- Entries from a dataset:
— start —

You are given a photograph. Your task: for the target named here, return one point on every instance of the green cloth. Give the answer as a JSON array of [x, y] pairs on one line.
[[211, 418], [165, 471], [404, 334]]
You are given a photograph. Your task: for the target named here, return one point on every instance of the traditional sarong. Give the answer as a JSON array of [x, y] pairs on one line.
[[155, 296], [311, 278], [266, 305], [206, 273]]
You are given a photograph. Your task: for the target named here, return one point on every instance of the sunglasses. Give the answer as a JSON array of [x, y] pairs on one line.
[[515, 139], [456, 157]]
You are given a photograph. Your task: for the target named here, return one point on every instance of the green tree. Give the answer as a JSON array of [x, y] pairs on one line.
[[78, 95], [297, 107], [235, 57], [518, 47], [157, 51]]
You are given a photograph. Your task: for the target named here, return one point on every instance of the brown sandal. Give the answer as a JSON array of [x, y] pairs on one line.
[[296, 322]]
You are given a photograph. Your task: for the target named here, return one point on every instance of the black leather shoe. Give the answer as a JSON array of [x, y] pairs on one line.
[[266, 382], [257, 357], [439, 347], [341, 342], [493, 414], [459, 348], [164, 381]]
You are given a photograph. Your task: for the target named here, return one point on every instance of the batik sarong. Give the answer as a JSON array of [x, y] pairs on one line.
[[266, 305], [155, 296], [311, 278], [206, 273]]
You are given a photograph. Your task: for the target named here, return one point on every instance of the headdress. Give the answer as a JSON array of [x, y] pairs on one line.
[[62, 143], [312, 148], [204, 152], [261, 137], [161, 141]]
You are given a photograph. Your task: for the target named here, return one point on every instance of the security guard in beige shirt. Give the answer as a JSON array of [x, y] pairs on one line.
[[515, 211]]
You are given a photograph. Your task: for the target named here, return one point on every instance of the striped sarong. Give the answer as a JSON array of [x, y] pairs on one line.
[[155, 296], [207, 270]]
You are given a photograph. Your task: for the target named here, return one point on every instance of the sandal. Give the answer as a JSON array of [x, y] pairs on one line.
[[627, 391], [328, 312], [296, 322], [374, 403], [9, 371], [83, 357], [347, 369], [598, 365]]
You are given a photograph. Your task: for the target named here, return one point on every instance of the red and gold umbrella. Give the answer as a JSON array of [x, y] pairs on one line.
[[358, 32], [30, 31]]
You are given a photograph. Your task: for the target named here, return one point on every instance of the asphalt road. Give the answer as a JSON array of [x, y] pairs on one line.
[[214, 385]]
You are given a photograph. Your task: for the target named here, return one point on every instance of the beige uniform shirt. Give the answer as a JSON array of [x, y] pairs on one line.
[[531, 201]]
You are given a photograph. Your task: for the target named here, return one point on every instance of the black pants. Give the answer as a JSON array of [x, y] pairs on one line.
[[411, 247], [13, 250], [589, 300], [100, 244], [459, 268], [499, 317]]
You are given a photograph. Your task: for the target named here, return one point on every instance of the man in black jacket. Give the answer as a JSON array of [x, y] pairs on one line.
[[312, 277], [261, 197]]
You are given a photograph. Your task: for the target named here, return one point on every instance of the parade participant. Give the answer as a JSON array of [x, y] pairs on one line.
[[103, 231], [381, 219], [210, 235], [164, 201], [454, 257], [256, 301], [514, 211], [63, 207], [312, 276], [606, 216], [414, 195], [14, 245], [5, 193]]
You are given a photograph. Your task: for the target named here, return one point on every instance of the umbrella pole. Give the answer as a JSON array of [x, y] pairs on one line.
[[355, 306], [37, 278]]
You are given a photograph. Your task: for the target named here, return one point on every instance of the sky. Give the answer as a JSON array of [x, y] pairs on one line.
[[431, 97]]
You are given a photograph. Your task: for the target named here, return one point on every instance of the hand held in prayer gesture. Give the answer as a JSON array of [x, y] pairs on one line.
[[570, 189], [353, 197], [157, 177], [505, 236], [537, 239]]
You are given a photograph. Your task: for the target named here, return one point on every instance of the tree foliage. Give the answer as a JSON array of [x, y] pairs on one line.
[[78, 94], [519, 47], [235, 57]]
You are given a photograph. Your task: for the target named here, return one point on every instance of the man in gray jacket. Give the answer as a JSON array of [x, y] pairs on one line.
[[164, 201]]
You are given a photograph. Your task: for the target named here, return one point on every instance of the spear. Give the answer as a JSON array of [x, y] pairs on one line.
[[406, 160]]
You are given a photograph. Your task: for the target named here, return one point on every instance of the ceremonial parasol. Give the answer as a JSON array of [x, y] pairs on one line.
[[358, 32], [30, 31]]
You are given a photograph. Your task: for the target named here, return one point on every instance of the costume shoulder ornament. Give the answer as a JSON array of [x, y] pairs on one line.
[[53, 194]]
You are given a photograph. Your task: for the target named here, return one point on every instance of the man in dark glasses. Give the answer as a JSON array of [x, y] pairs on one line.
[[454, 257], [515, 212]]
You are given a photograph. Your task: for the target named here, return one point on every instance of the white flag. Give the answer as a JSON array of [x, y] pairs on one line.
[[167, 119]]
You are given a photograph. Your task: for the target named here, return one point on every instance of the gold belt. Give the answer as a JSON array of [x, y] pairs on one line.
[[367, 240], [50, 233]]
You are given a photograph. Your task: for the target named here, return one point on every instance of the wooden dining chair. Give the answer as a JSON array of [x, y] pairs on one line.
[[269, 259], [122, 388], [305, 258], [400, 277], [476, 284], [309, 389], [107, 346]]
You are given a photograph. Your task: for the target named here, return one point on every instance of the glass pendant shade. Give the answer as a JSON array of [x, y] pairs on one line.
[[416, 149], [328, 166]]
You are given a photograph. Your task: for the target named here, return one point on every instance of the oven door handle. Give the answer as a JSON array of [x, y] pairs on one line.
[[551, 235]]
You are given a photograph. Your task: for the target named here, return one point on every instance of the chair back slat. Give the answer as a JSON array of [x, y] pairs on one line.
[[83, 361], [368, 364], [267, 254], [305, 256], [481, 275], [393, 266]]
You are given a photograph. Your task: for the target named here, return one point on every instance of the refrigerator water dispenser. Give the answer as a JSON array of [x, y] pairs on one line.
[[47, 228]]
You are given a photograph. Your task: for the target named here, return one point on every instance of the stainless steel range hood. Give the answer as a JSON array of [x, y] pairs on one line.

— end —

- Task goal: Output these rows again, word for word, all the way through.

- The answer:
You are given a photograph. Your task: for the target named here, return one point on every instance of the green cloth. Give the answer as a JSON array of [x, y] pairs on one line.
[[211, 418], [165, 471], [404, 334]]
You are given a photograph. Your task: for the target named here, return one point on every instance of the traditional sarong. Give the answer as a JSON array of [x, y] pairs on one line.
[[155, 296], [311, 278], [266, 305], [206, 273]]
You are given a photograph. Your task: for the target named here, return one point on every instance of the sunglasses. Give the answer as a JSON array of [x, y] pairs on one line.
[[515, 139], [456, 157]]
You are given a photograph. Your task: for the target named here, return one point on every instance of the green tree. Give the answer as a JSON array of [x, y] pairs on one line.
[[78, 95], [297, 107], [235, 57], [518, 47], [157, 51]]
You are given a photograph. Your task: for the target named here, return one point on every instance of the brown sandal. Give the answer as a JSON array of [x, y] pairs on one line.
[[296, 322]]
You are given a photograph. Your task: for the target named here, return one point on every instance of the black leather shoe. Give the answer as a JSON array of [x, y] pairs on one line.
[[266, 382], [257, 357], [439, 347], [341, 342], [493, 414], [459, 348], [164, 381]]
You are given a photograph. Your task: for the target named here, return one point on every instance of the batik sarong. Give the answer as a JSON array of [x, y] pairs on one line.
[[266, 305], [155, 296], [311, 278], [206, 273]]
You are given a photograph. Your task: for the target named here, return one point on every instance of the headdress. Give the answer as a JSON array of [x, y] pairs on one line.
[[62, 143], [312, 148], [204, 152], [261, 137], [161, 141]]
You are given a photograph. Your task: for the target named here, return one point on every instance of the security guard in beige shirt. Give the answer as a JSON array of [x, y] pairs on one line.
[[515, 211]]
You are given a photograph. Your task: for the target named here, return one point on every instance of the striped sarong. Give the answer as a JSON array of [x, y] pairs on one line.
[[155, 296], [207, 270]]
You are given a photograph. Your task: for the target named here, return one point on every instance of the sandal. Give the answer as a JSON array of [x, y] pairs on one line.
[[627, 391], [328, 312], [296, 322], [374, 403], [9, 371], [83, 357], [347, 369], [598, 365]]
You are given a photograph. Your task: for the target named here, return one point on every instance of the red and gold umbrella. Give the answer as a JSON array of [x, y] pairs on one line.
[[358, 32], [30, 31]]
You are given a photograph. Your task: for the target named here, return one point on every instance of the asphalt road. Give the answer as a JSON array of [x, y] pairs on one line.
[[214, 385]]
You are given a photograph. Your task: for the target named here, return one point on every instance of the beige uniform shirt. Give the answer as a JSON array of [x, y] pairs on one line.
[[531, 201]]
You are given a photograph. Your task: for the target named here, return one point on every instance of the black pants. Give the answer as a JSON array of [x, y] pairs on one line.
[[411, 247], [13, 250], [589, 300], [100, 244], [459, 268], [499, 317]]
You are given a photograph. Your task: for the target named here, return one point on every instance of the man in black jacket. Give the answer as a JSON array of [x, y] pairs on one line.
[[312, 277], [261, 197]]
You are given a photograph. Your task: for the target named here, return one point on every instance of the parade participant. Give the answer as a JSON array of [x, y] pairs on one line.
[[103, 231], [381, 219], [210, 235], [164, 201], [454, 257], [256, 301], [514, 211], [63, 207], [312, 276], [606, 216], [414, 195], [14, 245], [5, 193]]
You are given a photograph. Your task: for the target named here, return one point on every instance of the umbrella pole. Give the answer as a JSON array of [x, y] pairs on one line.
[[355, 306], [37, 278]]
You are given a photograph. Your task: for the target named here, return one point on every instance of the sky. Give the answer as a JSON array of [x, y] pairs on one line.
[[431, 97]]
You are given a photograph. Your task: for the target named here, return one point on every instance of the hand held in prayer gesture. Give the answer as a JSON array of [x, y] pairs on one line.
[[570, 189], [353, 197], [157, 177], [505, 236], [537, 239]]
You are given a photograph. Your task: for the target named here, return one point on every instance of the tree foliage. Give the answer as a JSON array of [x, y] pairs on one line.
[[78, 94], [519, 47], [235, 57]]
You are given a photograph. Your task: for the target named here, return one point on every instance of the man in gray jacket. Give the answer as a JSON array of [x, y] pairs on one line.
[[164, 201]]
You are given a photograph. Your task: for the target named here, return one point on every instance of the spear. Give the answer as a JSON array of [x, y] pairs on one line.
[[406, 160]]
You are given a photograph. Your task: for the target named here, return one point on every instance of the ceremonial parasol. Give the answer as a JSON array of [x, y] pairs on one line.
[[358, 32], [30, 31]]
You are given a photograph. Your task: for the target named here, return one point on every instance of the costume shoulder ornament. Give the answer as a JSON array of [x, y] pairs on one line.
[[53, 194]]
You are given a photograph. Your task: for the target named here, return one point on every instance of the man in dark glasses. Give the answer as a JSON array of [x, y] pairs on one line.
[[454, 257], [515, 212]]
You are given a photograph. Your task: for the target named here, return one point on every instance of the white flag. Give the answer as a JSON array of [x, y] pairs on one line.
[[167, 119]]
You are given a photograph. Your task: for the target named here, return one point on every instance of the gold belt. Give the answer as a JSON array of [x, y] pairs on one line.
[[367, 240], [50, 233]]
You are given a photograph. Your task: for the target named here, return one point on every instance of the wooden dining chair. Give the answer as a JSON array of [x, y] pairs on one line.
[[269, 259], [122, 388], [305, 258], [400, 277], [476, 284], [309, 389], [107, 346]]
You are given a photograph. Your task: for the target named here, return one point on every instance of the glass pendant shade. Give the answer as a JSON array of [x, y] pairs on one line.
[[416, 149], [328, 166]]
You are given a photograph. Your task: for the target named here, return one point on every instance of the oven door handle. Give the answer as a JSON array of [x, y] pairs on one line.
[[551, 235]]
You are given a photograph. Your task: for the target named here, return one point on every instance of the chair back slat. Give the answer as a JSON array of [x, y] pairs on one line.
[[83, 361], [368, 364], [267, 254], [305, 256], [481, 275], [393, 266]]
You are given a photograph. Your task: for the target named here, return one point on every instance of the refrigerator water dispenser. Give the answer as a JSON array of [x, y] pairs on one line.
[[47, 228]]
You are given a photograph. Your task: for the target named here, return one point on every instance of the stainless steel range hood. Give the answer as a JSON array of [x, y] pairs on one line.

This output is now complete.